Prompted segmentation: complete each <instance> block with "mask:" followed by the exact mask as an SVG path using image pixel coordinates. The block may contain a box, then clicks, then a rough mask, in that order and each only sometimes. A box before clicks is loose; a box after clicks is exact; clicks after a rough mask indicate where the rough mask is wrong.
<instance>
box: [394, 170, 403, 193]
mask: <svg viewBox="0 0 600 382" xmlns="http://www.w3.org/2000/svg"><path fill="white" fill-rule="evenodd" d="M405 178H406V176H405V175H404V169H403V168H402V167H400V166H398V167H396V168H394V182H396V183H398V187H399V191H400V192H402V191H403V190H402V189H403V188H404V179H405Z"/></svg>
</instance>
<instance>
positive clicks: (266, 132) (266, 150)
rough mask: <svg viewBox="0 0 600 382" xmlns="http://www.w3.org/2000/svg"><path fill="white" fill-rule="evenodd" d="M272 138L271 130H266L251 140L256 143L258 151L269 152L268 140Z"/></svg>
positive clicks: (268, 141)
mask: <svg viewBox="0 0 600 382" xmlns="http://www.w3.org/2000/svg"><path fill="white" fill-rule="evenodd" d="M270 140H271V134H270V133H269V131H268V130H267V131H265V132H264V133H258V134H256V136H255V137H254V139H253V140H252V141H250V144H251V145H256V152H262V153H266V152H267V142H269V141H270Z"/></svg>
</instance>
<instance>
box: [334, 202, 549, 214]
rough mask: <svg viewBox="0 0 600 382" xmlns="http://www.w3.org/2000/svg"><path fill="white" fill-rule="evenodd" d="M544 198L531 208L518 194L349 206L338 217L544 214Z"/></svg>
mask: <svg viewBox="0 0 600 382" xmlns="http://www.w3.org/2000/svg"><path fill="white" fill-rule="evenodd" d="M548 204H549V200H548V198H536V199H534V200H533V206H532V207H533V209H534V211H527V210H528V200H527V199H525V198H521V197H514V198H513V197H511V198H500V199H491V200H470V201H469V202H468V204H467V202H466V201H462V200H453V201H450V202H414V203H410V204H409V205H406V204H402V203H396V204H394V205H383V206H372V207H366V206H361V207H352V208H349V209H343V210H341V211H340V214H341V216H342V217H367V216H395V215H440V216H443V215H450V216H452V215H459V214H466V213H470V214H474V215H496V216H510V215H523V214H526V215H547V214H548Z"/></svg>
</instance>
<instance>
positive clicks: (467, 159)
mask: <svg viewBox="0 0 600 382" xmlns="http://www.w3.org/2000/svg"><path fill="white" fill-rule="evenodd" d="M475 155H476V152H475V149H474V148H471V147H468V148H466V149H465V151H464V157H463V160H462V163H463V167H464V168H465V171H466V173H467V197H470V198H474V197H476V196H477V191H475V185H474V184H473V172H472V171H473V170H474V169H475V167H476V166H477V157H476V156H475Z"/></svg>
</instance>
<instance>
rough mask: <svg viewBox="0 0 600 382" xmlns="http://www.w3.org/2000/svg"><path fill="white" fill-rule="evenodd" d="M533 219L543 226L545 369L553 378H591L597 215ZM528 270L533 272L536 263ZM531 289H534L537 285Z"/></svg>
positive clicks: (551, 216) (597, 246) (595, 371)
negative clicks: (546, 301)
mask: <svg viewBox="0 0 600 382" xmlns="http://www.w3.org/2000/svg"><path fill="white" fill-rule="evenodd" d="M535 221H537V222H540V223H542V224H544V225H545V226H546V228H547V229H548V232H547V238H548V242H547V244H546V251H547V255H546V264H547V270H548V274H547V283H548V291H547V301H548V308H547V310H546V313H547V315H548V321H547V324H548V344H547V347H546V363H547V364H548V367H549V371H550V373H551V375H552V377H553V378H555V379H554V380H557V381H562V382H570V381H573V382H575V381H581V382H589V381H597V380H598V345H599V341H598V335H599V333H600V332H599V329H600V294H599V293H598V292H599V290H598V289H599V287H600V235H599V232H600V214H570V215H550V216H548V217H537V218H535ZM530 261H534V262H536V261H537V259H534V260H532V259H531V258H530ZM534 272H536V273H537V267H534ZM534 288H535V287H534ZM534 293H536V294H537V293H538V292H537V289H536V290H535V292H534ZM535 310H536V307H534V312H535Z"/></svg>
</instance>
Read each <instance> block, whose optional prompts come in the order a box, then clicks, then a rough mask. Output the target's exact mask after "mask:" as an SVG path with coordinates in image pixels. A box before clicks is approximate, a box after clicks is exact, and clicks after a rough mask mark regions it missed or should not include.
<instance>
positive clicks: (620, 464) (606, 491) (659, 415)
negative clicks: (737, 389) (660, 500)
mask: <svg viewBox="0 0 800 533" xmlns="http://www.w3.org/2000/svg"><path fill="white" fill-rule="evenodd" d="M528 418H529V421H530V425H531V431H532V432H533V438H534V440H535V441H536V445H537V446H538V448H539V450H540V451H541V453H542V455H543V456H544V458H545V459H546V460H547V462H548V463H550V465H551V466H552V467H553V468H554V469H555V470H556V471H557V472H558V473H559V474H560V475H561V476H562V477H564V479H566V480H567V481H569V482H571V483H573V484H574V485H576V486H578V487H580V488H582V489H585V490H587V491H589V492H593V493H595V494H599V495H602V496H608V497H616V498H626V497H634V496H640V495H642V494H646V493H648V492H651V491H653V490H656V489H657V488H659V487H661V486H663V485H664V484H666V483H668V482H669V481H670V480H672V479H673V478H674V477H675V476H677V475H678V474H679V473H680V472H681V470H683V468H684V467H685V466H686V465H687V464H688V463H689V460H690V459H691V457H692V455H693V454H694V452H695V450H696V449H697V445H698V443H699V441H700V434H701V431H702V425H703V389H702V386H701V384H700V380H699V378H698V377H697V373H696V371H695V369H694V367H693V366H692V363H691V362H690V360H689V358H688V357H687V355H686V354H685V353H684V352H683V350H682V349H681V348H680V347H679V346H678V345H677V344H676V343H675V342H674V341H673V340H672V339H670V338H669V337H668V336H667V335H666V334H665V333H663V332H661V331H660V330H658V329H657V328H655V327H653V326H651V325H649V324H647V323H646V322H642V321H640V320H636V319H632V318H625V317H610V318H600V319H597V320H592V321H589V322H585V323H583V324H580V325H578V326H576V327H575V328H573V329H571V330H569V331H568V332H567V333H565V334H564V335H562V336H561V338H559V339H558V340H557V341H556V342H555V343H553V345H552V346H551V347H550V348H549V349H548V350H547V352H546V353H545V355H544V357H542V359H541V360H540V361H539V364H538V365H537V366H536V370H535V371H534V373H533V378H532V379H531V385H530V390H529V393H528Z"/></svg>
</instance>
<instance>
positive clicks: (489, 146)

- - - -

• Assignment: What the answer needs is every line from the data above with "image" in it.

• Solution to this exercise:
Prompted segmentation: complete each <instance> block with "mask:" followed by the exact mask as an SVG path using image pixel coordinates. The block may contain a box, then clicks, then a rough mask, in that order and each only sometimes. A box before clicks is loose; a box after clicks is exact; clicks after a rough mask indicate where the rough mask is wrong.
Read each <instance> block, whose optional prompts come in the order a box, then clicks, then a rough mask. Output the target's exact mask after "mask:" as an SVG path with coordinates in image pixels. A box before clicks is approximate, a box after clicks is exact, and clicks after a rough mask mark regions it missed or should not include.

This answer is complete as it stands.